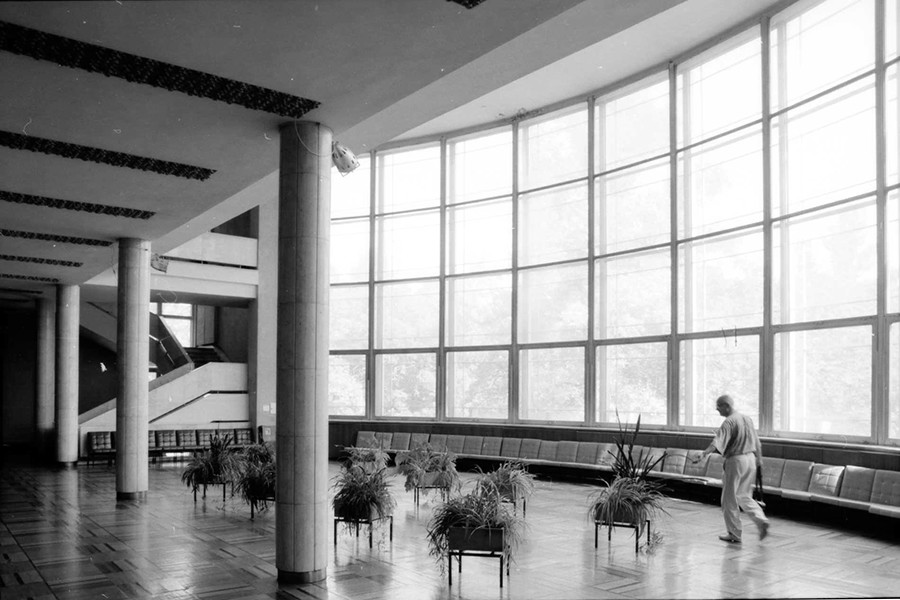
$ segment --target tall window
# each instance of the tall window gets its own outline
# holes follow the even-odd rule
[[[900,444],[898,30],[799,0],[335,175],[332,414]]]

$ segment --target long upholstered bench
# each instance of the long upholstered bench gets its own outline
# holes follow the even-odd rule
[[[389,453],[428,443],[460,458],[490,461],[517,460],[529,465],[569,467],[611,473],[616,445],[603,442],[551,441],[534,438],[447,435],[414,432],[358,431],[356,446]],[[633,453],[665,458],[651,476],[708,488],[721,488],[724,459],[701,450],[634,446]],[[695,462],[695,459],[696,460]],[[763,458],[763,488],[771,497],[831,505],[900,519],[900,471],[812,461]]]

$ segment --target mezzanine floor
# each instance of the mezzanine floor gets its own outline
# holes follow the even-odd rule
[[[181,465],[151,466],[146,503],[115,501],[115,468],[56,471],[5,460],[0,472],[0,595],[34,598],[732,598],[900,595],[900,540],[772,518],[757,539],[745,520],[742,545],[720,542],[718,507],[668,502],[653,524],[661,539],[634,552],[630,530],[601,533],[594,549],[586,498],[593,486],[539,480],[528,502],[525,540],[510,578],[498,561],[466,558],[447,585],[428,555],[425,526],[436,498],[417,509],[394,478],[394,539],[340,529],[327,580],[279,585],[275,515],[250,520],[219,488],[196,505]],[[13,463],[13,464],[10,464]],[[337,465],[329,467],[332,474]],[[471,479],[464,474],[464,481]],[[329,536],[331,534],[329,533]]]

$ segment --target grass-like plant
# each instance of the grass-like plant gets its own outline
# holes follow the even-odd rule
[[[398,452],[395,462],[397,471],[406,477],[403,488],[407,492],[424,484],[428,474],[433,478],[430,485],[447,489],[459,488],[459,472],[456,470],[456,455],[453,452],[440,452],[431,444],[422,444],[411,450]]]
[[[341,468],[332,484],[334,516],[363,521],[390,516],[397,505],[391,495],[385,469],[369,472],[360,465]]]
[[[619,419],[619,411],[616,410],[616,422],[619,426],[619,435],[613,442],[616,444],[616,452],[613,455],[612,470],[616,477],[629,479],[647,479],[647,475],[666,458],[663,452],[659,456],[653,456],[642,449],[638,456],[634,456],[634,443],[641,431],[641,416],[638,415],[634,429],[629,430],[628,423],[622,424]]]
[[[196,491],[200,486],[233,481],[240,474],[240,461],[230,445],[231,436],[213,436],[209,448],[188,462],[182,483]]]
[[[524,521],[503,503],[495,481],[482,476],[471,492],[451,498],[434,509],[428,522],[429,554],[443,573],[453,529],[503,529],[503,556],[508,561],[519,543],[523,524]]]
[[[616,524],[632,525],[641,533],[647,520],[653,520],[659,512],[666,512],[662,486],[646,479],[617,477],[589,498],[588,516],[610,527]]]
[[[520,461],[505,462],[483,477],[494,482],[502,500],[516,502],[534,492],[534,475]]]
[[[237,478],[241,498],[254,509],[264,511],[275,496],[275,451],[270,444],[251,444],[240,454],[240,475]]]

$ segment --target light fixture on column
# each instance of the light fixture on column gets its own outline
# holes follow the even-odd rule
[[[342,175],[352,173],[359,166],[356,155],[340,142],[331,143],[331,161]]]

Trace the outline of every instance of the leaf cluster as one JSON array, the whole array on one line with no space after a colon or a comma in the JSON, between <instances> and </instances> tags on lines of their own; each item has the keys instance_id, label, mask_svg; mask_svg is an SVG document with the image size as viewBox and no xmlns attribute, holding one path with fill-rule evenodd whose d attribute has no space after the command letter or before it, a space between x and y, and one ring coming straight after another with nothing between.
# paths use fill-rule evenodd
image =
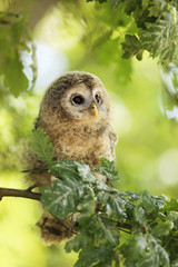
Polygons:
<instances>
[{"instance_id":1,"label":"leaf cluster","mask_svg":"<svg viewBox=\"0 0 178 267\"><path fill-rule=\"evenodd\" d=\"M33 132L33 152L56 177L41 188L43 208L65 219L73 215L76 236L66 251L79 253L76 267L175 267L178 265L178 200L108 187L99 177L118 176L113 162L52 161L53 152L41 129ZM48 155L48 160L47 160Z\"/></svg>"},{"instance_id":2,"label":"leaf cluster","mask_svg":"<svg viewBox=\"0 0 178 267\"><path fill-rule=\"evenodd\" d=\"M0 83L3 95L18 97L29 87L23 72L22 51L34 53L28 21L21 13L0 12ZM31 66L36 72L34 63Z\"/></svg>"},{"instance_id":3,"label":"leaf cluster","mask_svg":"<svg viewBox=\"0 0 178 267\"><path fill-rule=\"evenodd\" d=\"M107 0L96 1L107 2ZM118 17L123 11L137 24L134 34L126 33L125 41L121 43L125 59L136 57L141 60L144 51L148 51L154 59L158 58L164 67L176 59L177 1L110 0L110 6L112 10L117 9L115 12L118 13Z\"/></svg>"}]
</instances>

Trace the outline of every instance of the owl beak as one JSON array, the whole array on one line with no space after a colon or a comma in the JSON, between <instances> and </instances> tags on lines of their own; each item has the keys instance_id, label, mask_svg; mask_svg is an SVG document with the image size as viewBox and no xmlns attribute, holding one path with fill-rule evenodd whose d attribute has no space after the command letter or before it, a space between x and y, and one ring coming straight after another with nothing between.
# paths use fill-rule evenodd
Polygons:
<instances>
[{"instance_id":1,"label":"owl beak","mask_svg":"<svg viewBox=\"0 0 178 267\"><path fill-rule=\"evenodd\" d=\"M97 118L98 116L98 110L97 110L97 106L95 102L91 102L91 106L89 107L89 113L93 117Z\"/></svg>"}]
</instances>

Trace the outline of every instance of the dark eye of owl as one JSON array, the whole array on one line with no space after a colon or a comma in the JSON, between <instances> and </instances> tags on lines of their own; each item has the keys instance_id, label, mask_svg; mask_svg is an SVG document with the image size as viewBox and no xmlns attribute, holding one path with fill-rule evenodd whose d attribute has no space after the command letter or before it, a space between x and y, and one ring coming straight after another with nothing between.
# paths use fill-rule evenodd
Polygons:
<instances>
[{"instance_id":1,"label":"dark eye of owl","mask_svg":"<svg viewBox=\"0 0 178 267\"><path fill-rule=\"evenodd\" d=\"M76 105L81 105L85 102L85 98L80 95L76 95L71 98L72 102Z\"/></svg>"},{"instance_id":2,"label":"dark eye of owl","mask_svg":"<svg viewBox=\"0 0 178 267\"><path fill-rule=\"evenodd\" d=\"M97 100L97 103L99 103L99 102L100 102L100 98L99 98L99 96L98 96L98 95L96 95L96 100Z\"/></svg>"}]
</instances>

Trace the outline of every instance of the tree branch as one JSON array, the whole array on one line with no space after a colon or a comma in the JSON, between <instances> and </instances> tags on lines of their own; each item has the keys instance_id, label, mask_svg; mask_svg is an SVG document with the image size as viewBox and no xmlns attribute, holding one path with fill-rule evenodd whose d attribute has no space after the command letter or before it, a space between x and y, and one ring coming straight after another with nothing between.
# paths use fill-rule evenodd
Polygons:
<instances>
[{"instance_id":1,"label":"tree branch","mask_svg":"<svg viewBox=\"0 0 178 267\"><path fill-rule=\"evenodd\" d=\"M21 197L21 198L40 200L41 194L32 192L31 190L28 190L28 189L22 190L22 189L11 189L11 188L0 187L0 200L2 200L3 197Z\"/></svg>"}]
</instances>

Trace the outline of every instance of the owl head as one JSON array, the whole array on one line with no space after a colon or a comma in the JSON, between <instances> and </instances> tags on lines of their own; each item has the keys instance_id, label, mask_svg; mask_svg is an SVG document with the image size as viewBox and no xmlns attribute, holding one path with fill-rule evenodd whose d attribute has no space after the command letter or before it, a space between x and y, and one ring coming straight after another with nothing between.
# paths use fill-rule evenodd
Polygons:
<instances>
[{"instance_id":1,"label":"owl head","mask_svg":"<svg viewBox=\"0 0 178 267\"><path fill-rule=\"evenodd\" d=\"M101 80L88 72L62 75L47 90L41 112L63 121L109 120L110 101Z\"/></svg>"}]
</instances>

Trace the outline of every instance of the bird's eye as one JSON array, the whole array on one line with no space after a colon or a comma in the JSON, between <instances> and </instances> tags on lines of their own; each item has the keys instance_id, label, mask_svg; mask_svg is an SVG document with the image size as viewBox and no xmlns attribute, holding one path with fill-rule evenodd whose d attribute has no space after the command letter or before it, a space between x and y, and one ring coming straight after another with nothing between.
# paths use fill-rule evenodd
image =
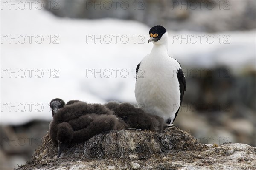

◇ ◇ ◇

### To do:
Please rewrite the lines from the start of the material through the line containing "[[[900,444],[898,30],[799,0],[335,175],[332,414]]]", inclusive, with "tall window" changed to "high window" wherever it occurs and nothing else altered. Leave the picture out.

### Answer to the task:
$ segment --target high window
# each instance of the high window gets its own outline
# holes follow the even-odd rule
[[[900,444],[898,30],[799,0],[335,175],[332,414]]]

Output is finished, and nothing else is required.